Retype the material below from the line with "out the checkered" to the line with "[(768, 258), (41, 270), (1361, 223)]", character for character.

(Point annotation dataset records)
-------
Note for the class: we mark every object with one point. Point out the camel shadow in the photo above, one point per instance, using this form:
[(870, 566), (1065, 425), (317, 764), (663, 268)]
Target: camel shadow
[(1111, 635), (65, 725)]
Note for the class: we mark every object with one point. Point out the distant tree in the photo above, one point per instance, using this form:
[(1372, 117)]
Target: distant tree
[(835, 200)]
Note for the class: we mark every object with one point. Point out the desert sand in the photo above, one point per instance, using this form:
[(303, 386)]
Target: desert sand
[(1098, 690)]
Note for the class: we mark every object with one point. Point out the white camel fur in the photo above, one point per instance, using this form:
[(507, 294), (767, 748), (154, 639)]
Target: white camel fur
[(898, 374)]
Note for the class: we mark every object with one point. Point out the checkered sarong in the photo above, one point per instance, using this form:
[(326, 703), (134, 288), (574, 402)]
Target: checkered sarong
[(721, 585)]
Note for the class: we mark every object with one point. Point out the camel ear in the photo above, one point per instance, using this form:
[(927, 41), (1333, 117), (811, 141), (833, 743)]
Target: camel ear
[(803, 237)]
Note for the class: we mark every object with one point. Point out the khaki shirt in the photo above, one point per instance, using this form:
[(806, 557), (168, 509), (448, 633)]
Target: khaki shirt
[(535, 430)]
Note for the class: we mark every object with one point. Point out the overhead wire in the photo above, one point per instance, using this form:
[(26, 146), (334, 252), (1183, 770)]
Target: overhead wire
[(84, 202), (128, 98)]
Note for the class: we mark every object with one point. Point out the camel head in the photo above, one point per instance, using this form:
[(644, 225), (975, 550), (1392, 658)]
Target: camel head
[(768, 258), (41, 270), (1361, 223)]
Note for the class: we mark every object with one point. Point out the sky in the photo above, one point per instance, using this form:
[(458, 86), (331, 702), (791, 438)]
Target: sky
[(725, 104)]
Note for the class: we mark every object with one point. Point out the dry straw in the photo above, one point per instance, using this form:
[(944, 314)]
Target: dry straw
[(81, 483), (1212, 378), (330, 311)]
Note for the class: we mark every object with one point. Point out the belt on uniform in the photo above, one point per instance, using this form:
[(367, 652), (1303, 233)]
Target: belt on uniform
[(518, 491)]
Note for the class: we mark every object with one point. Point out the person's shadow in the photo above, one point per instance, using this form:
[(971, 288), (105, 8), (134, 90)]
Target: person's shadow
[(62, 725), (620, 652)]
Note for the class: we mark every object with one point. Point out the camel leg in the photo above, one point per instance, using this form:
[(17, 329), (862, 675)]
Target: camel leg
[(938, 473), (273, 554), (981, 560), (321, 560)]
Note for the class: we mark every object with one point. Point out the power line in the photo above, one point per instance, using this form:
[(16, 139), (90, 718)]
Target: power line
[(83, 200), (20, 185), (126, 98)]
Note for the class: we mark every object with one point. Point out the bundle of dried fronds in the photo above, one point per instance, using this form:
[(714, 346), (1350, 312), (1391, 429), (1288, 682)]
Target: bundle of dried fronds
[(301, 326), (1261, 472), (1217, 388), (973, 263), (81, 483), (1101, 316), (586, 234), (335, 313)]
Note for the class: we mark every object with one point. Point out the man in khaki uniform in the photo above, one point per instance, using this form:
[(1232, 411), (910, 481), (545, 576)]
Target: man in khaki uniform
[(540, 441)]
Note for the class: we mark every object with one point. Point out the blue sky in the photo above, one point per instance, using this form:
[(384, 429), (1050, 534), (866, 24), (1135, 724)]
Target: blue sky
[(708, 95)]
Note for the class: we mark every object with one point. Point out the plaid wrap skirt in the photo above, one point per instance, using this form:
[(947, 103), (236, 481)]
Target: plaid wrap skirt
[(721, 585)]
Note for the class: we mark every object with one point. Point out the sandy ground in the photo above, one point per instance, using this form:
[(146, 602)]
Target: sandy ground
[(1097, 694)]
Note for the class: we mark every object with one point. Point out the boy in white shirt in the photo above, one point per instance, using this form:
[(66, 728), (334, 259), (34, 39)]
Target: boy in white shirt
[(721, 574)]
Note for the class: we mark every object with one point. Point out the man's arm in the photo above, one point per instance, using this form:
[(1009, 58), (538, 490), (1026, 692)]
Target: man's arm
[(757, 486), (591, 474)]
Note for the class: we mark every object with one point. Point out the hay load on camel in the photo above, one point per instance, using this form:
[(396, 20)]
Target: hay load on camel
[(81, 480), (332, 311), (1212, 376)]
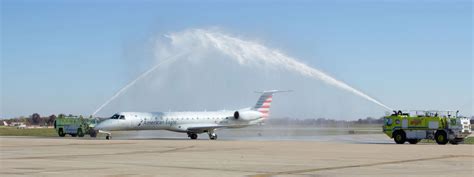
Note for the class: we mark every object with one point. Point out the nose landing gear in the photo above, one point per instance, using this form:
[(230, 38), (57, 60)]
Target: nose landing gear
[(191, 135), (212, 135)]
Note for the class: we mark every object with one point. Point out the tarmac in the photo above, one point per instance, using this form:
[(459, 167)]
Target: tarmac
[(31, 156)]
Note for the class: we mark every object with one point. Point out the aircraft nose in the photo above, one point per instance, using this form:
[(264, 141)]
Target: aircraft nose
[(104, 125)]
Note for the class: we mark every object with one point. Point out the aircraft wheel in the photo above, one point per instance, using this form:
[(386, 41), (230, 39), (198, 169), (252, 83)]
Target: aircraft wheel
[(413, 141), (213, 136), (61, 133)]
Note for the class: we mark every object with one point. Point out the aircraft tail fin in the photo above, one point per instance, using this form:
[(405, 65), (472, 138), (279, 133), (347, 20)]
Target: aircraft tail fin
[(265, 101)]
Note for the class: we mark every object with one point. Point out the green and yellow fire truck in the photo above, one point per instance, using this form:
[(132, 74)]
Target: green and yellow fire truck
[(75, 126), (413, 126)]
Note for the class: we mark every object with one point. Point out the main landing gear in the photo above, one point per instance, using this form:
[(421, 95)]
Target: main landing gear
[(212, 135), (108, 136)]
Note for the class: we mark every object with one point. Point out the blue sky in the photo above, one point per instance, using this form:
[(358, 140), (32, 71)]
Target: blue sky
[(70, 56)]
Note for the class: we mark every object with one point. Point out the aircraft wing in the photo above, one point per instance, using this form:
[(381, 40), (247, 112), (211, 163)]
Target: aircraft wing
[(204, 127)]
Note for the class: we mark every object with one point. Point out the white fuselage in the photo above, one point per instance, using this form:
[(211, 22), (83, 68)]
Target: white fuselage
[(174, 121)]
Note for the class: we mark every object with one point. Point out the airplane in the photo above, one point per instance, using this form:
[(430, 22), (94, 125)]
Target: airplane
[(18, 125), (192, 123)]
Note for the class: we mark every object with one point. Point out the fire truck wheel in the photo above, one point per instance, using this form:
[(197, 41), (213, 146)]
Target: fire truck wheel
[(80, 133), (93, 133), (441, 137), (61, 132), (413, 141), (399, 137)]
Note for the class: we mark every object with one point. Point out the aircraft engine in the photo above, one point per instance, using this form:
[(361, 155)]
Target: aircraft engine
[(247, 115)]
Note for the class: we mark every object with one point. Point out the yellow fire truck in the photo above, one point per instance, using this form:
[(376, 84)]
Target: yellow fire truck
[(413, 126)]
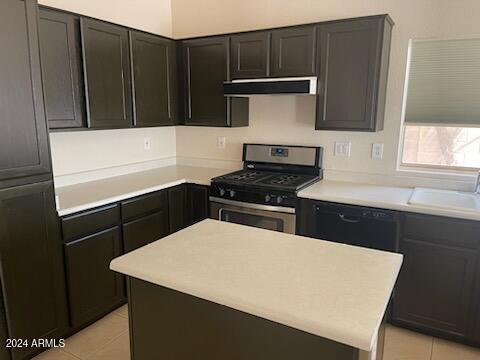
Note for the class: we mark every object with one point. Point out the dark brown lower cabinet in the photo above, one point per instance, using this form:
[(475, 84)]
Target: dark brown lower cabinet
[(476, 330), (197, 203), (435, 292), (177, 201), (32, 272), (92, 287), (143, 231)]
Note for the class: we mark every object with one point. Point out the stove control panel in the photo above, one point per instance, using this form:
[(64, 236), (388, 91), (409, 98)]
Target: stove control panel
[(240, 194)]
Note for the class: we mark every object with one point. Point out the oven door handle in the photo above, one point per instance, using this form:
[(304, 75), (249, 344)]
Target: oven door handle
[(221, 210), (253, 206)]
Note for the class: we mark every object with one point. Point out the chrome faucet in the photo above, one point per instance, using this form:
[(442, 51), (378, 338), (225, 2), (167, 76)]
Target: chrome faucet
[(477, 186)]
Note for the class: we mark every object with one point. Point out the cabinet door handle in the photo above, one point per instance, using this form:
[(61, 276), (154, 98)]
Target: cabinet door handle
[(348, 219)]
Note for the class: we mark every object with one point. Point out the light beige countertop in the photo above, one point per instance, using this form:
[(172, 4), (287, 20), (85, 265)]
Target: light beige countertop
[(332, 290), (79, 197), (378, 196)]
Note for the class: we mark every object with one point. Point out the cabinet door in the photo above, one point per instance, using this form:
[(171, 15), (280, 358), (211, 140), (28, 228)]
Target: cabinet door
[(24, 153), (250, 55), (435, 287), (107, 74), (353, 65), (293, 51), (143, 231), (177, 202), (206, 67), (93, 288), (61, 69), (197, 203), (32, 272), (153, 76)]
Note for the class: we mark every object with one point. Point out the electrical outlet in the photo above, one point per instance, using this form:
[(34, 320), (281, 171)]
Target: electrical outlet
[(147, 144), (377, 151), (343, 148), (221, 142)]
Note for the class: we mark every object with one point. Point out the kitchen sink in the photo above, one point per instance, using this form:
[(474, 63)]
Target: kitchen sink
[(445, 199)]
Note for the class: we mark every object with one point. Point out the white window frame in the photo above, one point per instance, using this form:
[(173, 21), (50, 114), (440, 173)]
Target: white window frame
[(425, 169)]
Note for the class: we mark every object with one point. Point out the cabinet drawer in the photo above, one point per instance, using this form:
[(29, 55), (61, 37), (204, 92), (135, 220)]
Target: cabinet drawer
[(142, 205), (78, 225), (442, 230), (143, 231)]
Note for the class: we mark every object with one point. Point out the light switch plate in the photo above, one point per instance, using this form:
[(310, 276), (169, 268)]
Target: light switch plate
[(221, 142), (147, 144), (377, 151), (343, 148)]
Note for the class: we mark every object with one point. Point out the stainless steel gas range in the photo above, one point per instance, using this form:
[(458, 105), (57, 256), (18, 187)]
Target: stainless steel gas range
[(264, 192)]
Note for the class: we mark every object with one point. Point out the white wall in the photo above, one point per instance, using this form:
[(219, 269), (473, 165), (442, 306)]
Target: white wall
[(290, 119), (149, 15), (84, 151), (81, 151)]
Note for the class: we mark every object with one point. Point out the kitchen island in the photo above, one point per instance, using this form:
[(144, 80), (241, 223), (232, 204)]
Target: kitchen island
[(219, 290)]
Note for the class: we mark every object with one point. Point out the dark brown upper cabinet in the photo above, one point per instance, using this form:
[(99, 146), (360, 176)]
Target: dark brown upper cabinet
[(153, 79), (353, 57), (206, 67), (61, 69), (106, 67), (250, 54), (293, 51), (24, 149)]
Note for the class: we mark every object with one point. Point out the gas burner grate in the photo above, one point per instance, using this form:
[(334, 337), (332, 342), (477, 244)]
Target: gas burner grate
[(244, 176)]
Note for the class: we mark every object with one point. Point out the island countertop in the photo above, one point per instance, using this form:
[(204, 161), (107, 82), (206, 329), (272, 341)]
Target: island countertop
[(331, 290)]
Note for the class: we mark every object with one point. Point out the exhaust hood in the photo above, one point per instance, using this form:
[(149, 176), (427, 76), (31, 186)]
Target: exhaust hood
[(271, 86)]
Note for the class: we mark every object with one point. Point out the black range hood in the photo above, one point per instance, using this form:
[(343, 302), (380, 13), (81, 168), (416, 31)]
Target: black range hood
[(271, 86)]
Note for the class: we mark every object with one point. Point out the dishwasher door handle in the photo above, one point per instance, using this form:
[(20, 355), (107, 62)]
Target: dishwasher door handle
[(348, 219)]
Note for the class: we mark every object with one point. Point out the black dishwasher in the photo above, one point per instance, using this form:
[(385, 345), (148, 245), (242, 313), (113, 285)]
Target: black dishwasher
[(355, 225)]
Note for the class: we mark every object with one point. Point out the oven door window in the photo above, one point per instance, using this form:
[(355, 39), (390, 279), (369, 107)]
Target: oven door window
[(245, 218)]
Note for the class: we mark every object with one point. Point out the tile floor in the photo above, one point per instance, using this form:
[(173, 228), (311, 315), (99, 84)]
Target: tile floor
[(107, 339)]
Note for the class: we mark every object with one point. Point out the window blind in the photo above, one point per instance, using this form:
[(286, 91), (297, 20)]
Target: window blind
[(444, 82)]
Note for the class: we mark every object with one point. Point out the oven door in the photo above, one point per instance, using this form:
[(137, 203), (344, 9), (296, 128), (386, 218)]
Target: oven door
[(263, 216)]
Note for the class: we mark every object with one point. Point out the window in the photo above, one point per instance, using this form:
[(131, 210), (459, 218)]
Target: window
[(442, 105)]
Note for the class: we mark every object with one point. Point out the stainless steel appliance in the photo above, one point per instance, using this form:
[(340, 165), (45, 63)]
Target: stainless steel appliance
[(264, 192)]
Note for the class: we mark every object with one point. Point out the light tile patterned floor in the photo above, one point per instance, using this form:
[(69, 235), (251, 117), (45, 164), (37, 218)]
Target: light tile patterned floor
[(107, 339)]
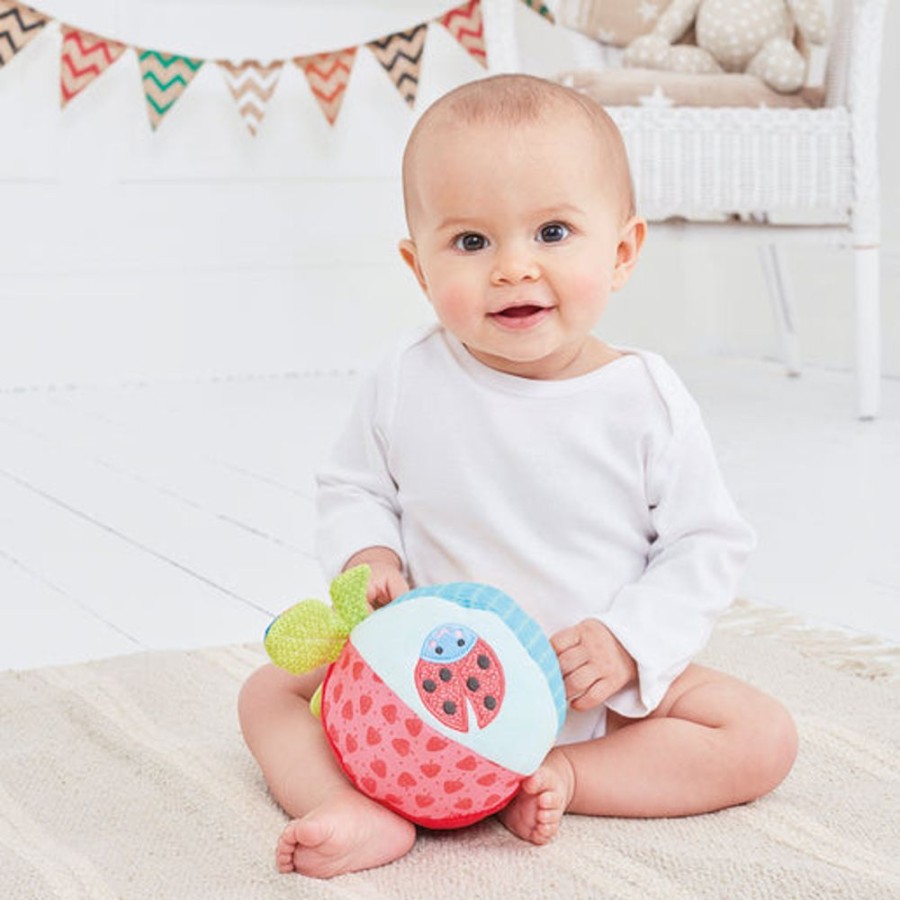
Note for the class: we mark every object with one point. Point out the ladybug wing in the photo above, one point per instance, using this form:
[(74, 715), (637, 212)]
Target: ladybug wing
-------
:: Written solution ::
Note for the class: we mark every object with one point. Point out the checkered sarong in the photo above, one point per instance, using this form:
[(326, 703), (134, 288), (574, 402)]
Target: checkered sarong
[(721, 585)]
Note for the class: we mark every object with one point. Point out the camel ear in the photo above, one point per instance, using this form:
[(927, 41), (1333, 117), (811, 141), (833, 743)]
Target: camel ear
[(803, 237)]
Note for the class: we mark every object with one point. Point out the khaki shirt in the photo above, one point per instance, using this form:
[(806, 557), (168, 509), (448, 633)]
Target: khaki shirt
[(535, 430)]
Note for the class: we mark every object with one point. Point out the overhead wire in the photo above, one point per instance, using this form:
[(26, 146), (334, 252), (1183, 770)]
Target: overhead wire
[(84, 202), (128, 98)]
Note for the class: we mark every object with one point. Point out the camel head in the photo above, one point per instance, using this form:
[(644, 225), (975, 550), (1392, 658)]
Target: camel head
[(768, 258), (41, 270), (1361, 223)]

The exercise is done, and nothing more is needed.